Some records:
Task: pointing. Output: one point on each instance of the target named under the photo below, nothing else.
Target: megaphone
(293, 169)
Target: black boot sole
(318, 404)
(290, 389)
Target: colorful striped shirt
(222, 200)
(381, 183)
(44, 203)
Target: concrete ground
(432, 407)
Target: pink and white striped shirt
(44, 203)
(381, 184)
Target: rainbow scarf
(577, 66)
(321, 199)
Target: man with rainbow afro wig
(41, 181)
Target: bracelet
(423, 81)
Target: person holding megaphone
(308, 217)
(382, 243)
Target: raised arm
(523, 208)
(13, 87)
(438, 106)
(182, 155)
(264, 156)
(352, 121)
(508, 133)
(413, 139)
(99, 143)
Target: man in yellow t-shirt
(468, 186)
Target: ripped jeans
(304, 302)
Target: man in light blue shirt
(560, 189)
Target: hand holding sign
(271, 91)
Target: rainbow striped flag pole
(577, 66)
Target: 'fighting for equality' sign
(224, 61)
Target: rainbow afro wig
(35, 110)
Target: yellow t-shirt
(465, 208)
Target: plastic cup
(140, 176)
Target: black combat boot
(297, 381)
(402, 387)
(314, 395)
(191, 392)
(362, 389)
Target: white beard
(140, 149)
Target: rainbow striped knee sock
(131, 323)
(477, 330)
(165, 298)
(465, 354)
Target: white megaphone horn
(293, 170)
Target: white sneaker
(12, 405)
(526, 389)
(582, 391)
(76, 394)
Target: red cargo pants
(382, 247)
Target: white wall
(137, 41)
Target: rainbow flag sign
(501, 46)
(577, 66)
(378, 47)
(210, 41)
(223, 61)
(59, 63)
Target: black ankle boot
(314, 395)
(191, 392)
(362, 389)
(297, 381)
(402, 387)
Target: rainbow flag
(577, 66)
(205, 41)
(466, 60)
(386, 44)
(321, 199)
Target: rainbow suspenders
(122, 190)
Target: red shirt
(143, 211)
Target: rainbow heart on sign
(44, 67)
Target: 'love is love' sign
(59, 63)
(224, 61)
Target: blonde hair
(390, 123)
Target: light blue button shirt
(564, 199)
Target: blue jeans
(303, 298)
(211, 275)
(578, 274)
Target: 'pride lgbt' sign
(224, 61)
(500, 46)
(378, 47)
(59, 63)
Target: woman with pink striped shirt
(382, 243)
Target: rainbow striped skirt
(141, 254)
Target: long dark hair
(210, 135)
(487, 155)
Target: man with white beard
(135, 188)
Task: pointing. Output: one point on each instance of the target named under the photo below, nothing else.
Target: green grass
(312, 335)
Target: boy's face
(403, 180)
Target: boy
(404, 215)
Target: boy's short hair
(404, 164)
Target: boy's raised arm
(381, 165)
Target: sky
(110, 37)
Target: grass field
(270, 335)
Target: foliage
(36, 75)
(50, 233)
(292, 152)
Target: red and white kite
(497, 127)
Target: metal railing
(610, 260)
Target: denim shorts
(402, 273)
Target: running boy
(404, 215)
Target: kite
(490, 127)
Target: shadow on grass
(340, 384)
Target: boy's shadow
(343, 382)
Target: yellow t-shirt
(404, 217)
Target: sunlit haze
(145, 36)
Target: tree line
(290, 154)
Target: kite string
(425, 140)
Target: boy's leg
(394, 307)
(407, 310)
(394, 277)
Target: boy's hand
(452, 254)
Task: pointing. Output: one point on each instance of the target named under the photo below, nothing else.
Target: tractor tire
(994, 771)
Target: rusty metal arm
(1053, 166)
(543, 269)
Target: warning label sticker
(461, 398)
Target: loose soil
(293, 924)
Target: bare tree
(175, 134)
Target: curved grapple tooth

Aim: Write out the full listing exactly as given.

Result of this task:
Task: pointing. Output: one point on each instance of the target named under the photo below, nothing else.
Target: megaphone
(293, 169)
Target: black boot sole
(318, 404)
(290, 389)
Target: colorful striped shirt
(222, 200)
(381, 183)
(44, 203)
Target: concrete ground
(432, 407)
Target: pink and white striped shirt
(44, 203)
(381, 184)
Target: rainbow scarf
(577, 66)
(321, 199)
Target: man with rainbow afro wig
(41, 181)
Target: bracelet
(423, 81)
Target: person holding megaphone
(308, 217)
(382, 243)
Target: raised arm
(523, 208)
(13, 87)
(438, 106)
(182, 155)
(264, 156)
(352, 121)
(508, 133)
(413, 139)
(99, 143)
Target: man in yellow t-shirt
(468, 186)
Target: ripped jeans
(304, 302)
Target: man in light blue shirt
(560, 189)
Target: hand holding sign
(271, 91)
Target: rainbow striped flag pole
(577, 66)
Target: 'fighting for equality' sign
(224, 61)
Target: rainbow afro wig
(35, 110)
Target: yellow t-shirt
(465, 208)
Target: plastic cup
(140, 176)
Target: black combat boot
(297, 381)
(402, 387)
(314, 395)
(191, 392)
(362, 389)
Target: white beard
(140, 149)
Target: rainbow striped knee sock
(131, 323)
(477, 330)
(165, 298)
(465, 354)
Target: white megaphone horn
(293, 170)
Target: white sneaker
(12, 405)
(526, 389)
(582, 391)
(76, 394)
Target: red cargo pants
(382, 247)
Target: white wall
(137, 41)
Target: rainbow flag sign
(501, 46)
(577, 66)
(378, 47)
(210, 41)
(223, 61)
(59, 63)
Target: black ankle boot
(314, 395)
(191, 392)
(362, 389)
(297, 381)
(402, 387)
Target: rainbow flag
(577, 66)
(205, 41)
(466, 60)
(386, 44)
(321, 199)
Target: rainbow suspenders
(122, 190)
Target: red shirt
(143, 211)
Target: rainbow heart on sign
(44, 67)
Target: 'love is love' sign
(59, 63)
(224, 61)
Target: blonde hair
(390, 123)
Target: light blue button shirt
(564, 199)
Target: blue jeans
(303, 298)
(211, 275)
(578, 274)
Target: 'pride lgbt' sign
(224, 61)
(500, 46)
(378, 47)
(59, 63)
Target: woman with pink striped shirt
(382, 243)
Target: rainbow striped skirt
(141, 254)
Target: long dark hair
(210, 135)
(487, 155)
Target: man with white beard
(135, 188)
Task: pointing. Output: one point on each instance of the target named under the photo below, nothing else.
Target: green grass
(312, 335)
Target: boy's face
(403, 180)
Target: boy
(404, 215)
Target: boy's short hair
(404, 164)
Target: boy's raised arm
(381, 165)
Target: sky
(110, 37)
Target: grass field
(270, 335)
Target: foliage
(36, 75)
(50, 233)
(292, 152)
Target: red and white kite
(497, 127)
Target: metal railing
(610, 260)
Target: denim shorts
(402, 273)
Target: running boy
(404, 215)
Target: kite
(490, 127)
Target: shadow on grass
(340, 384)
Target: boy's shadow
(343, 382)
Target: yellow t-shirt
(404, 217)
Target: sunlit haze
(145, 36)
Target: tree line
(290, 154)
Target: kite string
(425, 140)
Target: boy's leg
(394, 307)
(407, 310)
(394, 277)
Target: boy's hand
(452, 254)
Task: pointing. Output: one point on each instance of the target named under the photo below, nothing else.
Target: tractor tire
(994, 771)
Target: rusty metal arm
(1053, 166)
(543, 269)
Target: warning label sticker
(461, 398)
Target: loose soil
(293, 924)
Target: bare tree
(175, 134)
Target: curved grapple tooth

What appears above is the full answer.